Raw records:
— BEGIN —
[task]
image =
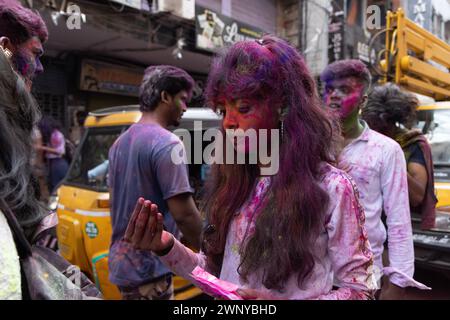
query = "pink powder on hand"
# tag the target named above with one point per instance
(213, 286)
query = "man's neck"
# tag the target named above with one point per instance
(153, 117)
(351, 128)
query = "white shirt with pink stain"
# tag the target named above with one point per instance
(342, 251)
(378, 167)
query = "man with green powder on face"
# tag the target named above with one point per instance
(377, 165)
(140, 165)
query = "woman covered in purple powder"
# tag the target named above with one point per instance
(291, 235)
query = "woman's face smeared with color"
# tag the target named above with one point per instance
(248, 116)
(26, 59)
(344, 96)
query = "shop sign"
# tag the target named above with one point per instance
(214, 31)
(336, 29)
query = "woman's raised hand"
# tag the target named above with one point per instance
(145, 229)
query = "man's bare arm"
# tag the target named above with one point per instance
(186, 215)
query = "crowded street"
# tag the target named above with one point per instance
(212, 150)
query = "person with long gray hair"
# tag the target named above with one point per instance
(21, 35)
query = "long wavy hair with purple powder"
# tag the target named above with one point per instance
(292, 214)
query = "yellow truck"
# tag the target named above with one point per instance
(419, 62)
(82, 199)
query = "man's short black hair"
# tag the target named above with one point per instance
(162, 78)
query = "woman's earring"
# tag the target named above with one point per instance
(283, 113)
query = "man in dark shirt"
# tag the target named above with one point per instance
(140, 165)
(391, 111)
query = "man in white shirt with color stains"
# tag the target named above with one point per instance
(377, 165)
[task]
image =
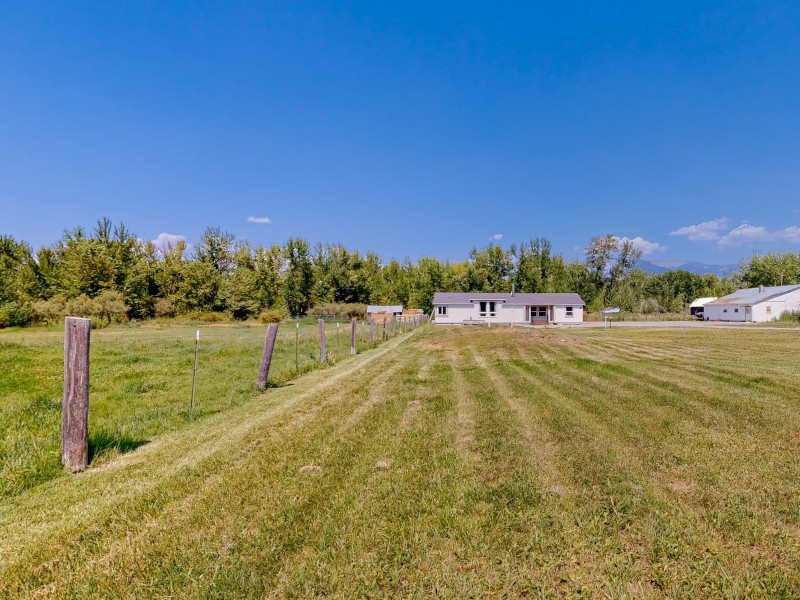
— END —
* [WHAT YOU ARE ASKED TO DO]: Rewrite the data above in full, replacing every occurrence of "powder" with "dust" and keeping everything else unchanged, with the pictures omitted.

* [THE OUTPUT]:
[task]
image =
query = "pink dust on hand"
# tag the target named above with one point per instance
(213, 286)
query = "man's neck"
# tag the target named above with one point per instance
(153, 117)
(351, 128)
query = "white shirt with pink stain"
# tag the target named above with one point per instance
(342, 251)
(378, 167)
query = "man with green dust on face"
# tag the target named above with one point per instance
(377, 165)
(140, 165)
query = "woman covered in purple dust"
# tag the target named above with one point per instance
(291, 235)
query = "woman's face smeared with color"
# tag the target named above with one point per instance
(248, 116)
(26, 59)
(344, 96)
query = "shop sign"
# tag the target named above with one point per instance
(214, 31)
(336, 29)
query = "woman's raised hand"
# tag the target named above with one point per instance
(145, 229)
query = "man's bare arm"
# tag the target named above with one point per instance
(186, 215)
query = "crowded street"
# tag the target named above with one point per instance
(212, 150)
query = "person with long gray hair"
# tag the target named above with one point per instance
(21, 35)
query = "long wavy hair with purple dust"
# tag the target named above with one point per instance
(292, 214)
query = "yellow truck"
# tag the target named above with one point per instance
(419, 62)
(82, 199)
query = "man's short black hair"
# tag the target named above with one point per instance
(162, 78)
query = "woman's earring"
# tag the target named above with one point per instance
(283, 113)
query = "man in dark shirt"
# tag the target named above with one point per instance
(140, 165)
(391, 111)
query = "man in white shirt with color stains"
# tag the target named above with one point per instance
(377, 165)
[task]
image =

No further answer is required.